# [Required work]
The task calls for each record to be given again exactly.

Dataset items
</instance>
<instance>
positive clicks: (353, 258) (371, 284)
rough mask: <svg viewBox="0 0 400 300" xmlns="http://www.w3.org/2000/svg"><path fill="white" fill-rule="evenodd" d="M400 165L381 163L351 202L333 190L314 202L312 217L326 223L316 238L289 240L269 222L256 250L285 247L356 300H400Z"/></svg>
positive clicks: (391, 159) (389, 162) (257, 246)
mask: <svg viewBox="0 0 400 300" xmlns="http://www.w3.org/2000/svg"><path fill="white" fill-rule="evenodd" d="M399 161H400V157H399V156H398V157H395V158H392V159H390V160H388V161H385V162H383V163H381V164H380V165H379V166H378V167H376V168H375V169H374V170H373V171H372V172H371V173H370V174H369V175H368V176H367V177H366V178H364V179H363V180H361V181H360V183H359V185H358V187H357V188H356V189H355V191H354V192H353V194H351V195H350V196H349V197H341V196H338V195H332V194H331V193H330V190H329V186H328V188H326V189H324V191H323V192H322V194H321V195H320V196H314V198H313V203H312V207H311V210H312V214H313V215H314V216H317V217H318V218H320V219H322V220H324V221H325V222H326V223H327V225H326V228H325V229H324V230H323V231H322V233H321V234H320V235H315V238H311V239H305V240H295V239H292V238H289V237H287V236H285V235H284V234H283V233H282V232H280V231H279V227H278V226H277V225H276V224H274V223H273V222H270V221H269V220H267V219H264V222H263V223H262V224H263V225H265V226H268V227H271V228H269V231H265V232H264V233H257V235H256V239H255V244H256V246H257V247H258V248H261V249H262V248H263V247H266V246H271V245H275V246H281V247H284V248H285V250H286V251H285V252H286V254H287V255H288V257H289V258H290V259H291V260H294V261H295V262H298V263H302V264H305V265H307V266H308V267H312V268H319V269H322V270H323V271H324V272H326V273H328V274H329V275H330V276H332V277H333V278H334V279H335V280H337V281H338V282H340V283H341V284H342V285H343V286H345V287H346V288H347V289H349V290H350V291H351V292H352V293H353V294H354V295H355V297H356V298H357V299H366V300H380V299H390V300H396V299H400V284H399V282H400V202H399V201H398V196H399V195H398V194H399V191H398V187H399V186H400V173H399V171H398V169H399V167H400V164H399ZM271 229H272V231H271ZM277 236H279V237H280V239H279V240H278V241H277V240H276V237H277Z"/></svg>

# [Response to the task]
</instance>
<instance>
positive clicks: (353, 258) (371, 284)
rough mask: <svg viewBox="0 0 400 300" xmlns="http://www.w3.org/2000/svg"><path fill="white" fill-rule="evenodd" d="M400 165L381 163L351 202L333 190L314 202L312 217L326 223L316 238L289 240L269 222L256 250L285 247L356 300H400Z"/></svg>
positive clicks: (391, 159) (389, 162) (257, 246)
mask: <svg viewBox="0 0 400 300" xmlns="http://www.w3.org/2000/svg"><path fill="white" fill-rule="evenodd" d="M399 161H400V157H399V156H398V157H395V158H392V159H390V160H388V161H385V162H383V163H381V164H380V165H379V166H378V167H376V168H375V169H374V170H373V171H372V172H371V173H370V174H369V175H368V176H367V177H366V178H364V179H363V180H361V181H360V183H359V185H358V187H357V188H356V189H355V191H354V192H353V194H351V195H350V196H349V197H341V196H338V195H332V194H331V193H330V190H329V186H328V188H326V189H324V191H323V192H322V194H321V195H320V196H314V198H313V203H312V207H311V210H312V214H313V215H314V216H317V217H318V218H320V219H322V220H324V221H325V222H326V223H327V225H326V228H325V229H324V230H323V231H322V233H321V234H320V235H315V238H311V239H305V240H295V239H292V238H289V237H287V236H285V235H284V234H283V233H282V232H280V231H279V227H278V226H277V225H276V224H274V223H273V222H270V221H269V220H267V219H264V222H263V223H262V224H263V225H265V226H268V227H271V228H269V231H265V232H264V233H257V235H256V239H255V244H256V246H257V247H258V248H261V249H262V248H263V247H266V246H271V245H275V246H281V247H284V248H285V250H286V251H285V252H286V254H287V255H288V257H289V258H290V259H291V260H294V261H295V262H298V263H302V264H305V265H307V266H308V267H312V268H319V269H322V270H323V271H324V272H326V273H328V274H329V275H330V276H332V277H333V278H334V279H335V280H337V281H338V282H340V283H341V284H342V285H343V286H345V287H346V288H347V289H349V290H350V291H351V292H352V293H353V294H354V295H355V297H356V298H357V299H366V300H380V299H390V300H396V299H400V284H399V282H400V202H399V201H398V196H399V195H398V194H399V191H398V187H399V186H400V173H399V171H398V169H399V167H400V164H399ZM271 229H272V231H271ZM277 236H279V237H280V239H279V240H278V241H277V240H276V237H277Z"/></svg>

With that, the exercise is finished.